**Aim of the task**
Pictures do not belong in your copy. Repeat all the other data exactly.

**Listed entries**
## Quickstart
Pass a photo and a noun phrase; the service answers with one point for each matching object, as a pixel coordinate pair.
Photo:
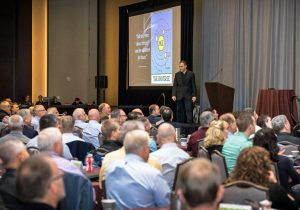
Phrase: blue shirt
(232, 148)
(169, 155)
(91, 133)
(135, 184)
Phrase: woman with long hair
(254, 165)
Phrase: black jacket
(184, 86)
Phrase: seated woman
(216, 136)
(266, 138)
(254, 165)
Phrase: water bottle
(89, 163)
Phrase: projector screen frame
(146, 95)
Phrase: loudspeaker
(101, 81)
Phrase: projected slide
(161, 45)
(154, 47)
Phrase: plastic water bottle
(89, 163)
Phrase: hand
(272, 177)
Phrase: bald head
(166, 133)
(15, 123)
(94, 115)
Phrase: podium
(220, 96)
(274, 102)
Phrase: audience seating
(178, 172)
(219, 160)
(79, 149)
(244, 192)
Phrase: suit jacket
(184, 86)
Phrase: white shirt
(69, 137)
(169, 155)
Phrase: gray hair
(9, 150)
(130, 126)
(77, 113)
(166, 131)
(205, 118)
(278, 123)
(48, 137)
(24, 113)
(15, 122)
(135, 141)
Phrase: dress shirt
(69, 137)
(134, 184)
(169, 155)
(35, 122)
(34, 143)
(232, 148)
(16, 135)
(66, 166)
(192, 144)
(36, 206)
(80, 124)
(119, 155)
(91, 133)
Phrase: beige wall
(109, 54)
(72, 49)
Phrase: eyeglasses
(55, 178)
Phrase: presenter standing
(184, 92)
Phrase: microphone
(216, 74)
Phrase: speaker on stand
(101, 84)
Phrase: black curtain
(187, 20)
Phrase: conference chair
(79, 149)
(178, 173)
(219, 160)
(244, 192)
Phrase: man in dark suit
(184, 92)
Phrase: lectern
(220, 96)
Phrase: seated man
(154, 114)
(132, 182)
(12, 153)
(93, 130)
(169, 154)
(15, 125)
(282, 128)
(67, 127)
(78, 196)
(111, 135)
(27, 128)
(200, 185)
(240, 140)
(206, 118)
(47, 183)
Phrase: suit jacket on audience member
(288, 137)
(8, 189)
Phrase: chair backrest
(289, 148)
(178, 173)
(79, 149)
(243, 192)
(203, 153)
(274, 168)
(219, 160)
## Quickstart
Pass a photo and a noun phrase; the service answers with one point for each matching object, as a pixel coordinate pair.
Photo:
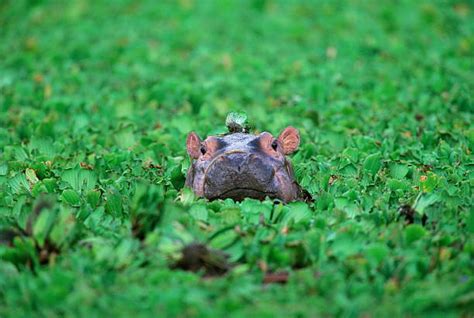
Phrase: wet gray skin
(241, 165)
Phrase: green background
(96, 100)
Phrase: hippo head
(241, 165)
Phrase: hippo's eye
(203, 149)
(275, 144)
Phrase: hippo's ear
(193, 145)
(289, 140)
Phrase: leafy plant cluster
(97, 98)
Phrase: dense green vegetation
(96, 100)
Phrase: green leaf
(425, 201)
(199, 213)
(19, 183)
(71, 197)
(93, 197)
(298, 212)
(414, 232)
(237, 122)
(398, 171)
(43, 225)
(376, 253)
(372, 163)
(114, 203)
(31, 176)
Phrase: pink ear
(193, 145)
(289, 139)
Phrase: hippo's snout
(239, 174)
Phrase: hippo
(241, 165)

**The output**
## Quickstart
Pass a photo and a noun phrase; the service answers with one point for each matching object, as a pixel coordinate pair.
Photo:
Phrase: blue shirt
(232, 148)
(169, 155)
(91, 133)
(135, 184)
Phrase: woman with long hair
(254, 165)
Phrase: black jacket
(184, 86)
Phrase: seated woman
(216, 136)
(266, 138)
(254, 165)
Phrase: water bottle
(89, 163)
Phrase: projector screen frame
(146, 95)
Phrase: loudspeaker
(101, 81)
Phrase: projected slide
(161, 45)
(154, 47)
Phrase: plastic water bottle
(89, 163)
Phrase: hand
(272, 177)
Phrase: bald head
(166, 133)
(15, 123)
(94, 115)
Phrase: podium
(220, 96)
(274, 102)
Phrase: audience seating
(178, 172)
(219, 160)
(79, 149)
(244, 192)
Phrase: suit jacket
(184, 86)
Phrase: white shirt
(69, 137)
(169, 155)
Phrase: gray hair
(9, 150)
(130, 126)
(77, 113)
(166, 131)
(205, 118)
(278, 123)
(48, 137)
(24, 113)
(15, 122)
(135, 141)
Phrase: dress shirt
(69, 137)
(134, 184)
(169, 155)
(35, 122)
(34, 143)
(232, 148)
(16, 135)
(66, 166)
(192, 144)
(36, 206)
(80, 124)
(119, 155)
(91, 133)
Phrase: beige wall
(109, 54)
(72, 49)
Phrase: eyeglasses
(55, 178)
Phrase: presenter standing
(184, 92)
Phrase: microphone
(216, 74)
Phrase: speaker on stand
(101, 84)
Phrase: black curtain
(187, 20)
Phrase: conference chair
(79, 149)
(178, 173)
(219, 160)
(244, 192)
Phrase: man in dark suit
(184, 92)
Phrase: lectern
(220, 96)
Phrase: seated man
(154, 114)
(132, 182)
(12, 153)
(93, 130)
(169, 154)
(15, 125)
(282, 128)
(67, 127)
(78, 196)
(111, 135)
(27, 128)
(200, 185)
(240, 140)
(206, 118)
(47, 183)
Phrase: suit jacket on audience member
(288, 137)
(8, 189)
Phrase: chair backrest
(289, 148)
(178, 173)
(79, 149)
(243, 192)
(203, 153)
(274, 168)
(219, 160)
## Quickstart
Pass a photo and a noun phrase; the service answers with one point for each matching object, as a pixel coordinate pair.
Photo:
Phrase: wet gray skin
(241, 165)
Phrase: green background
(96, 100)
Phrase: hippo head
(241, 165)
Phrase: hippo's eye
(203, 149)
(275, 144)
Phrase: hippo's ear
(193, 145)
(289, 140)
Phrase: leafy plant cluster
(97, 98)
Phrase: dense green vegetation
(96, 100)
Phrase: green leaf
(425, 201)
(199, 213)
(19, 183)
(71, 197)
(93, 197)
(298, 212)
(414, 232)
(237, 122)
(398, 171)
(43, 225)
(376, 253)
(372, 163)
(114, 203)
(31, 176)
Phrase: pink ear
(193, 145)
(289, 139)
Phrase: hippo's snout
(239, 174)
Phrase: hippo
(241, 165)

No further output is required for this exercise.